» **TEXT BLOCK**

#####

The problems that haunted Percy Cradock, the architect of Britain's policy for Hong Kong's return to the mainland who died on January 22, remain with us to this day. The bitter differences between Cradock and the last governor, Chris Patten, foreshadowed the deep chasms between the so-called pro-Beijing camp and the pan-democrats today. The bitterness often boiled over into personal animosities, with each side accusing the other of bad faith. Last week's move by five pan-democrat lawmakers - to resign and then contest their seats to make it a de facto referendum on democracy - is but the most recent example of the divisions that are threatening to tear apart our body politic.

A career diplomat, Cradock had long warned of the consequences of failing to reach an understanding with Beijing based on negotiations. Any unilateral action, such as the expansion of voting rights under democratic reforms launched by Patten during the last years of British rule, was bound to provoke Beijing's ire and to be reversed after 1997, he felt. Ever a realist, he accepted Beijing essentially held all the cards, thus his early advice to his boss, the then British prime minister Margaret Thatcher, not to try to hold on to all or even some parts of Hong Kong.

In his political world-view there were no absolutes, only grey areas and less bad options, especially when it came to Hong Kong. A man who cut his teeth as a diplomat by witnessing the British chancery being burned to the ground at the height of the Cultural Revolution knew at first hand the tragedy of modern China. He believed Hong Kong people needed safety and stability above all. What he underestimated was the emergence of an educated and sophisticated middle class which was ready to demand civil liberties for themselves and political change on the mainland.

Hong Kong people stood up and forced the shelving of plans to legislate against subversion and sedition under Article 23 of the Basic Law; they have demanded universal suffrage and been promised by Beijing they could have it in 2017 and 2020 elections. We will, perhaps, know then whether Cradock was right.

#####

» **DIRECTION A**
Count the lines of the records that contain the string "nest", and report only that number.
The records that come next are unrelated to the text and share no subject with it.

#####

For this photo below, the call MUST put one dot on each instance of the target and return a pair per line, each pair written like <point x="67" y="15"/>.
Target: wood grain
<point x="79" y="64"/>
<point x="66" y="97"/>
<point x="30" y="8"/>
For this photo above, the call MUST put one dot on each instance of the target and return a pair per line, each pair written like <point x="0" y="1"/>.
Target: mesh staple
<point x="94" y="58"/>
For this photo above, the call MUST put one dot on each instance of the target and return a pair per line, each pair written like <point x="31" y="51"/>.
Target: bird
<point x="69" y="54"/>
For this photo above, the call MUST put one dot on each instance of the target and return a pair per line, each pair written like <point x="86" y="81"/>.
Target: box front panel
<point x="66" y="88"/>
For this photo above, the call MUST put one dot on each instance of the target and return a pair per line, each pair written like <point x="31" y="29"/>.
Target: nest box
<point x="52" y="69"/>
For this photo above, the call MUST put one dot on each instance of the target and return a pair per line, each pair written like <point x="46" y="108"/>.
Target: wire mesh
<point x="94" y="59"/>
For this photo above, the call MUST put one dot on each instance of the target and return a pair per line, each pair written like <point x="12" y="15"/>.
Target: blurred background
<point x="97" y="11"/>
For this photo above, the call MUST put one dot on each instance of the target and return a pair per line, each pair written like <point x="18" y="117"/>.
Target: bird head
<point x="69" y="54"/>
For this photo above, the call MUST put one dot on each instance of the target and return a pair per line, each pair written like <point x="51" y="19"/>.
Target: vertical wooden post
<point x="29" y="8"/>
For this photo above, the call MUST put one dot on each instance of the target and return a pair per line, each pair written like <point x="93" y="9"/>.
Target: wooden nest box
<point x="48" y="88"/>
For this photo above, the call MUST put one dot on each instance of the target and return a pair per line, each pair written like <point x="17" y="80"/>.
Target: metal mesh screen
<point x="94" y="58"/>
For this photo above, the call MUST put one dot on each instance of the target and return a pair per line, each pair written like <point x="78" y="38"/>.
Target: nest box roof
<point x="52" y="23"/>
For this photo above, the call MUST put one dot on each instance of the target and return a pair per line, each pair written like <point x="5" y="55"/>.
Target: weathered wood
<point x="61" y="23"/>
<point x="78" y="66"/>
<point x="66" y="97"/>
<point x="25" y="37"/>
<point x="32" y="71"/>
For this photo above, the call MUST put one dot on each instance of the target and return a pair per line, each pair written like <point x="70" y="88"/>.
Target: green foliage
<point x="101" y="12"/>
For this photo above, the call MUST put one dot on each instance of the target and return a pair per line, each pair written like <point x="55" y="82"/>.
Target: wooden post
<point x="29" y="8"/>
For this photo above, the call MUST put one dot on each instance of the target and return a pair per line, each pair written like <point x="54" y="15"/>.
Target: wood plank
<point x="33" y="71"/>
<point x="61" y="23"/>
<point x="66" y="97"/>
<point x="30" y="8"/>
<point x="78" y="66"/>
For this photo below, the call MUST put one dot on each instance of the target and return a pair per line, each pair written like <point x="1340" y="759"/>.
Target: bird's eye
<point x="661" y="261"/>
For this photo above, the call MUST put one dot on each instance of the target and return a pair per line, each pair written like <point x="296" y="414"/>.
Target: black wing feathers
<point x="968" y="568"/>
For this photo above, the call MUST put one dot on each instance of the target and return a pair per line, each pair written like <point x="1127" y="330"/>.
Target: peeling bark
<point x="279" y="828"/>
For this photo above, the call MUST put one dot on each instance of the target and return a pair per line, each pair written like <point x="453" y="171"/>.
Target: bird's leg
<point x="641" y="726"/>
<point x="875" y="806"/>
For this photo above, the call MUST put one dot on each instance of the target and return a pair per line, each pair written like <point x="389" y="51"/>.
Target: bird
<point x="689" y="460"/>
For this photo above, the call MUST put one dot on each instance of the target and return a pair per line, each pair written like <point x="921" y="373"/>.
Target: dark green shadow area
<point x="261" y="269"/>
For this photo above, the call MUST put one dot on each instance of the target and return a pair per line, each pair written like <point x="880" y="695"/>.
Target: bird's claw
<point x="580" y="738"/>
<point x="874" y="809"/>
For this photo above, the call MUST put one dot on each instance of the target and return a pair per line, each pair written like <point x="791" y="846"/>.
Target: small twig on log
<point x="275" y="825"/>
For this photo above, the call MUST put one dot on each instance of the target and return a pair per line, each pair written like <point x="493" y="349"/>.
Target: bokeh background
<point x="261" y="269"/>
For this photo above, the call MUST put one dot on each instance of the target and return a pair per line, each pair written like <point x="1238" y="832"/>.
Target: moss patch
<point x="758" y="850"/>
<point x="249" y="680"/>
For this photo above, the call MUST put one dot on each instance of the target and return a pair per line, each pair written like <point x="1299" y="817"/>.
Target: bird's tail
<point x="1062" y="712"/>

#####

» **DIRECTION B**
Set down the stretch of the Hong Kong editorial from "In his political" through "Cradock was right.", word for word.

» **CORRECT OUTPUT A**
3

» **CORRECT OUTPUT B**
In his political world-view there were no absolutes, only grey areas and less bad options, especially when it came to Hong Kong. A man who cut his teeth as a diplomat by witnessing the British chancery being burned to the ground at the height of the Cultural Revolution knew at first hand the tragedy of modern China. He believed Hong Kong people needed safety and stability above all. What he underestimated was the emergence of an educated and sophisticated middle class which was ready to demand civil liberties for themselves and political change on the mainland.

Hong Kong people stood up and forced the shelving of plans to legislate against subversion and sedition under Article 23 of the Basic Law; they have demanded universal suffrage and been promised by Beijing they could have it in 2017 and 2020 elections. We will, perhaps, know then whether Cradock was right.